Given exercise |
Take the line containing "nose? Indicate one point per instance." and every line after it in the data below, and print them exactly as given, with nothing else.

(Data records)
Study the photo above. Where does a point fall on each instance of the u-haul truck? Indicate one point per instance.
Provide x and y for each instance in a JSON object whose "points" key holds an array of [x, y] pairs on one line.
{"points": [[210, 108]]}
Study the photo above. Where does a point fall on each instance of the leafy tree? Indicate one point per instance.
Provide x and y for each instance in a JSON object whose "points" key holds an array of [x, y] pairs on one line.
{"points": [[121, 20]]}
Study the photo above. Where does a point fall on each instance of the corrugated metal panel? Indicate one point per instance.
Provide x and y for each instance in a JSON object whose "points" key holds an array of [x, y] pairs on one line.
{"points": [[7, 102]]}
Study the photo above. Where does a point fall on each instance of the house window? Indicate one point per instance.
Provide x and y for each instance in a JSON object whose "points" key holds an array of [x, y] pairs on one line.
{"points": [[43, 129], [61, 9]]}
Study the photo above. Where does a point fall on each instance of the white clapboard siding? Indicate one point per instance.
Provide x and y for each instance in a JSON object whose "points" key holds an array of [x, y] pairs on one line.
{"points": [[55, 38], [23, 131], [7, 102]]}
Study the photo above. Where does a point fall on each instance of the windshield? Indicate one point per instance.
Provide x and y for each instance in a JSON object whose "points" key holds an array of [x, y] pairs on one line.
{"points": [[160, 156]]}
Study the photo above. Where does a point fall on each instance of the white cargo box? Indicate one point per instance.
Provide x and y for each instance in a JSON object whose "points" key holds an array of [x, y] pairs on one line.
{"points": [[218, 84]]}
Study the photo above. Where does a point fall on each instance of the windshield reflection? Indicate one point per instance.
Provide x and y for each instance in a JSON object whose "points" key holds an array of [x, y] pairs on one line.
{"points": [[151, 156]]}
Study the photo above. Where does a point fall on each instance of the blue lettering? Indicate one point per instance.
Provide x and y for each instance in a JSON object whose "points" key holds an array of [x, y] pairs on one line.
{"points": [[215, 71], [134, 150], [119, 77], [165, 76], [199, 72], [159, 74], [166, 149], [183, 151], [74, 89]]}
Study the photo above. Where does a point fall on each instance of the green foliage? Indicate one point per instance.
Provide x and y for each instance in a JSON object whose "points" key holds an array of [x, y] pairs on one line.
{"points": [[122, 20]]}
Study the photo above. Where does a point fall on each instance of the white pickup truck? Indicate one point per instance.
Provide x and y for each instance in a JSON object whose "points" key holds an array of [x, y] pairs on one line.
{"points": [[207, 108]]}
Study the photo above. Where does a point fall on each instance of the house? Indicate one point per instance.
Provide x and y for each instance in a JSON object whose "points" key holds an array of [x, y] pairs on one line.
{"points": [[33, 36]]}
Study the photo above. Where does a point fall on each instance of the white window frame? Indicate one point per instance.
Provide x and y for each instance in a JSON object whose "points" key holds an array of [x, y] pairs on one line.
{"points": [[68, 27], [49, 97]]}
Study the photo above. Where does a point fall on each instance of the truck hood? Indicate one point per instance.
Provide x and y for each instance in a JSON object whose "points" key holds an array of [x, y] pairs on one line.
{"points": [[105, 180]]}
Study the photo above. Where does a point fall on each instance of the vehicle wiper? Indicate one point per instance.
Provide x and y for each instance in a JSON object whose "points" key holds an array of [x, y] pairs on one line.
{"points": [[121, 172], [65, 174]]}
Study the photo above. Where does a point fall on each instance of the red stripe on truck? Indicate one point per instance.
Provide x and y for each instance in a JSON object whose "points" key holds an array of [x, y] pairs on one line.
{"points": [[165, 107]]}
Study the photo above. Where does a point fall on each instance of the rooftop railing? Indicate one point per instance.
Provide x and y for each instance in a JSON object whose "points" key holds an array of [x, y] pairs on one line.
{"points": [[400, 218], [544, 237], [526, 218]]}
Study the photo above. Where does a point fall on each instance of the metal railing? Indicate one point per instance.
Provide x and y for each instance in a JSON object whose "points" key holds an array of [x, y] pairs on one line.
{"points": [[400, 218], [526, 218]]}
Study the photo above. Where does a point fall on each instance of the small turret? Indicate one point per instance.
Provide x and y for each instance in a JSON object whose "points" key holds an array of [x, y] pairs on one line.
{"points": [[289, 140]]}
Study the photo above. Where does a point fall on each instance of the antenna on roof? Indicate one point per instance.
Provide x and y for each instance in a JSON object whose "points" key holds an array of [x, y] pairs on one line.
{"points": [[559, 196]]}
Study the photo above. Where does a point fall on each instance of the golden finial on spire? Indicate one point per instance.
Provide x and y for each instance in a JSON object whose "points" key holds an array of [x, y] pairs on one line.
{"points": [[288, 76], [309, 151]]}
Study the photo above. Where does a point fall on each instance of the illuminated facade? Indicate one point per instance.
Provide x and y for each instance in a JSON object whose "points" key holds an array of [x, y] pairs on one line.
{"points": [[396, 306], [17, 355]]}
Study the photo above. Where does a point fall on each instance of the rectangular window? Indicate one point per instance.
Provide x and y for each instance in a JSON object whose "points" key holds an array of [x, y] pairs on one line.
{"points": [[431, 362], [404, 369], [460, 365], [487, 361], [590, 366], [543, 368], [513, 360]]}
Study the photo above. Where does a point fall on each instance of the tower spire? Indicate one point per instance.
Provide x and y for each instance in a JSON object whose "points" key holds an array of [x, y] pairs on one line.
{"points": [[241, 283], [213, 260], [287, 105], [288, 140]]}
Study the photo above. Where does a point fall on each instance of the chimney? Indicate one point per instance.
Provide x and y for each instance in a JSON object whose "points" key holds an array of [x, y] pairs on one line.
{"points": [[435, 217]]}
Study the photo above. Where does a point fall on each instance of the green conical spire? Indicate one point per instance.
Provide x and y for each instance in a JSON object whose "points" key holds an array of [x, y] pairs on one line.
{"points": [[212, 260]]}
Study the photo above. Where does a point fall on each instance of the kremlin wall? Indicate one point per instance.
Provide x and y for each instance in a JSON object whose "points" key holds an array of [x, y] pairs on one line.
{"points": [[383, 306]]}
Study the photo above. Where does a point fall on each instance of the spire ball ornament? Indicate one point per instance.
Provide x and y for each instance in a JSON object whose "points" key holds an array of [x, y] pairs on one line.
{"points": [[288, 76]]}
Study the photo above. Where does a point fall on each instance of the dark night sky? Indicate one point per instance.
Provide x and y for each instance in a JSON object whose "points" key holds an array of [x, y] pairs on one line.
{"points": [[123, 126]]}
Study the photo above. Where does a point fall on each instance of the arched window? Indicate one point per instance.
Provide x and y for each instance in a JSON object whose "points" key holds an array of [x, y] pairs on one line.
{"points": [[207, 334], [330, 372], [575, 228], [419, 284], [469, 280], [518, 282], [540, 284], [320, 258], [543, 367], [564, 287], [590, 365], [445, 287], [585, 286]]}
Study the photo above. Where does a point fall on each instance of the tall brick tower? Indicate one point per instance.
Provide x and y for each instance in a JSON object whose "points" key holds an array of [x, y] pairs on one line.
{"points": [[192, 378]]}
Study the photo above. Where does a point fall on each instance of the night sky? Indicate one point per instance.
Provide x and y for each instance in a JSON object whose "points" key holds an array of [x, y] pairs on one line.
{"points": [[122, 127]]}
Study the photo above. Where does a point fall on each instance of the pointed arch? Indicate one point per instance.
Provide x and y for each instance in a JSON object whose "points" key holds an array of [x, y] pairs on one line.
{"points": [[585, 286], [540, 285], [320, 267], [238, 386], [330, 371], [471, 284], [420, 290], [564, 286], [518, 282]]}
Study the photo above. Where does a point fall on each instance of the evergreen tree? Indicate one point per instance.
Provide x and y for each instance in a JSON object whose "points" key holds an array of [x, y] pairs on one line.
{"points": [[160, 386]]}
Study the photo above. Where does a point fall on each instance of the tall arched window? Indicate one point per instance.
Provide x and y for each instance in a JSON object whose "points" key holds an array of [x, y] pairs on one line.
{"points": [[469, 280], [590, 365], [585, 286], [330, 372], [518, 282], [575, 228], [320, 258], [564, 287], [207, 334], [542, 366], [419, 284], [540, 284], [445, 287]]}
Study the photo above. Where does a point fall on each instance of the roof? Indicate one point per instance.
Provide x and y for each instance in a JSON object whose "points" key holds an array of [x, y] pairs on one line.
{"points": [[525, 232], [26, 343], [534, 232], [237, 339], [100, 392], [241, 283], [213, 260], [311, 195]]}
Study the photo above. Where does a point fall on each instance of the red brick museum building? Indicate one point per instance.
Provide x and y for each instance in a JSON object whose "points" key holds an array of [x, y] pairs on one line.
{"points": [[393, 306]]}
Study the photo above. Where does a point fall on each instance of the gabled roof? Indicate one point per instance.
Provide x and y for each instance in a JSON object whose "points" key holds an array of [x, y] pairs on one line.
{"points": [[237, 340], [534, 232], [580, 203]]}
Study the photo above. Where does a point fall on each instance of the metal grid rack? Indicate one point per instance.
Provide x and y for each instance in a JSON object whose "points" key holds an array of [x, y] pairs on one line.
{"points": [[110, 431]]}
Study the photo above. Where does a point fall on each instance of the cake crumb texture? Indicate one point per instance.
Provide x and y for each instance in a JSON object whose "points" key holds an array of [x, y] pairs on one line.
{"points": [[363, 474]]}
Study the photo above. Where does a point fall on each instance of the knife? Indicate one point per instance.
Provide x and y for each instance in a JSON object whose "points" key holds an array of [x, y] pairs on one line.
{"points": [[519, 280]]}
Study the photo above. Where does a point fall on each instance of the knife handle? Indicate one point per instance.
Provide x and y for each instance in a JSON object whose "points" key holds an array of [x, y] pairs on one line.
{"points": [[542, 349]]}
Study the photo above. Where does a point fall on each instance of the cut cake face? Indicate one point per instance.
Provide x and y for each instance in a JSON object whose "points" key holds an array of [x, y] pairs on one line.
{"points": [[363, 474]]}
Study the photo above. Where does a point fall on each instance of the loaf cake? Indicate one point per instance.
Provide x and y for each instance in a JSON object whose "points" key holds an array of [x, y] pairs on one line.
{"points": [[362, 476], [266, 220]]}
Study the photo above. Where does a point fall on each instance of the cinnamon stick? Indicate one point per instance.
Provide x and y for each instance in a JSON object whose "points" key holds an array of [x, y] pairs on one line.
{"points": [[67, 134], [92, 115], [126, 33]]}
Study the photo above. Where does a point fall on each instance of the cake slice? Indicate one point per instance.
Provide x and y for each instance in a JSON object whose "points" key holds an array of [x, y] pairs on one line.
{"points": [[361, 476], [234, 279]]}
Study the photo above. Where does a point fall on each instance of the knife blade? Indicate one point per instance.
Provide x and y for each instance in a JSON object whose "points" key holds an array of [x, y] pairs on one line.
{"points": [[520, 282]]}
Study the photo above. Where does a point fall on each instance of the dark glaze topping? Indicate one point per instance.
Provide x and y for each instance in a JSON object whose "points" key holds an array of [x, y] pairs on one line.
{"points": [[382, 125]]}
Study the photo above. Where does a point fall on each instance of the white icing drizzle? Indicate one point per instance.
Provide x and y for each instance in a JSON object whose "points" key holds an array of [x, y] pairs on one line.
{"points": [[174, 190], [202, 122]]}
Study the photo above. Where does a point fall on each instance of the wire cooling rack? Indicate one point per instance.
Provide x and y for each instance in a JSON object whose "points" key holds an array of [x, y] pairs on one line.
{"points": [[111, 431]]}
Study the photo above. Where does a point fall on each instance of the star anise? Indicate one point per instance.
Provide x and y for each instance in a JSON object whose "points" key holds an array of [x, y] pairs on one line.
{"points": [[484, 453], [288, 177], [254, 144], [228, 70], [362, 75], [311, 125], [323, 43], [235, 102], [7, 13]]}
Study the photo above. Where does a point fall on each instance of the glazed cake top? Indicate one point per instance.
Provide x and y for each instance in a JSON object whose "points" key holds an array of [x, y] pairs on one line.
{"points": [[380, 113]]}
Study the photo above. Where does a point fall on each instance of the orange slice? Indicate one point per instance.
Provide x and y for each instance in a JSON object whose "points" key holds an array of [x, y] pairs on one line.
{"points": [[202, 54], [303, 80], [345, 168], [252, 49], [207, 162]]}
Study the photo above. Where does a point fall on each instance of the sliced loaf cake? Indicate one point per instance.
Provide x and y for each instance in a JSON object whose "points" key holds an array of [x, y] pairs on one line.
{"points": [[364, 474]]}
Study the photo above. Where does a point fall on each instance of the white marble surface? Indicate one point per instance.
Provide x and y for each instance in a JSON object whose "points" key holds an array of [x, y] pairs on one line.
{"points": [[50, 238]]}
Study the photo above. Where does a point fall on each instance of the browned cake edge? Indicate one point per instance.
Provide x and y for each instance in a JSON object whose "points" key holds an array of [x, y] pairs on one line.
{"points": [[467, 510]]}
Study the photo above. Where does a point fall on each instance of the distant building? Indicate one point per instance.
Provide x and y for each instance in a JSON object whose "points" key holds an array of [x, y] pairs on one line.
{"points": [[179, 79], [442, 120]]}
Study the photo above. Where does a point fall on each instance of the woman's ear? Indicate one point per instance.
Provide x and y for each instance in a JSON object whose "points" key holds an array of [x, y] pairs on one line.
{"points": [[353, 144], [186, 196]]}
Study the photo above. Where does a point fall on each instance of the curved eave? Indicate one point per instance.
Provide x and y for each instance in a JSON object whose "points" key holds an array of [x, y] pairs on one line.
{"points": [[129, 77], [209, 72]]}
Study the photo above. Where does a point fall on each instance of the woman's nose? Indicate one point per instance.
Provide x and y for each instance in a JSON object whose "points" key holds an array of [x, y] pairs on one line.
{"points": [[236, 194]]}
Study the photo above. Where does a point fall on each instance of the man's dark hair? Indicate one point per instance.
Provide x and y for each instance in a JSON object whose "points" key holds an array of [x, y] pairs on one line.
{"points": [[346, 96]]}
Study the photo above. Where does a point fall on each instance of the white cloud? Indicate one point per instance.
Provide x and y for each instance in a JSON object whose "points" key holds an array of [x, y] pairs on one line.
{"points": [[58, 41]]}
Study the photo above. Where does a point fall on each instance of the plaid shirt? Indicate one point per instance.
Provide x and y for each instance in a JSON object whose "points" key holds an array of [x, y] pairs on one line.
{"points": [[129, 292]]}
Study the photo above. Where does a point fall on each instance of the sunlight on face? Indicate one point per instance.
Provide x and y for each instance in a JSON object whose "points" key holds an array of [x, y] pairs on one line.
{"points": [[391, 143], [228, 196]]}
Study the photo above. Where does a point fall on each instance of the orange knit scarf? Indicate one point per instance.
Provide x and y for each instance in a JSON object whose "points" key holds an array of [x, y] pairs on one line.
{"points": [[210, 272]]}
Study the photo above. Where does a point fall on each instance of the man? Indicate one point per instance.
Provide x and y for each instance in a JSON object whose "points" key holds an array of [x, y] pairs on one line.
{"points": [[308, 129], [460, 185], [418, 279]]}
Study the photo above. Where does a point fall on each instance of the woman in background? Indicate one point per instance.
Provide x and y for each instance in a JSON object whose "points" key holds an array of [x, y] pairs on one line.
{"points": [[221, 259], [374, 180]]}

Solved problem |
Study the photo above. Where does a point fall on each instance of the woman's nose? Indicate one point per instance.
Provide x and y for each instance in a JSON object whose "points" key holds an array of [x, y] pairs on one line.
{"points": [[236, 194]]}
Study the photo above. Where does a point fall on each instance of the man's dark hair? Indicate one point per instance.
Provide x and y for each instance in a JSON object whose "points" key holds an array of [x, y] pairs on one line.
{"points": [[346, 96]]}
Study the photo above. Where does a point fall on each instance of the white cloud? Indicate one point per instance.
Provide x and y for each instance in a JSON object whose "points" key holds an array of [x, y] pairs on one line.
{"points": [[58, 41]]}
Study the photo above. Where does a point fall on each instance of the plaid shirt? Indicate one point per instance.
Provide x and y for each instance in a JSON object whose "points" key holds an array of [x, y] pairs on one line.
{"points": [[129, 292]]}
Study the photo above. Where does a point fall on each instance of the sunlight on face? Indicate one point per instance.
Provide x and y for each instance in a JSON object whose "points" key holds an array of [x, y] pairs on one line.
{"points": [[391, 143], [228, 196]]}
Study the photo above. Where does a point fall on each instance of the orange knit scarf? Indicate one point per instance.
Provide x and y for each instance in a JSON object whose "points" key holds an array of [x, y] pairs on one line.
{"points": [[210, 272]]}
Study the photo above. Where does a point fall on each instance of the man? Indicate one point per instance.
Provide x and y for each instance in a JSON object whose "points" key holds an array of [x, y] pairs on one line.
{"points": [[308, 129], [460, 185], [418, 279]]}
Study the photo above. Where does a point fall on each instance of the woman in background? Indicate one point per instance.
Provide x and y for each instance in a JSON object whose "points" key holds an array of [x, y] pairs on one line.
{"points": [[221, 259], [374, 180]]}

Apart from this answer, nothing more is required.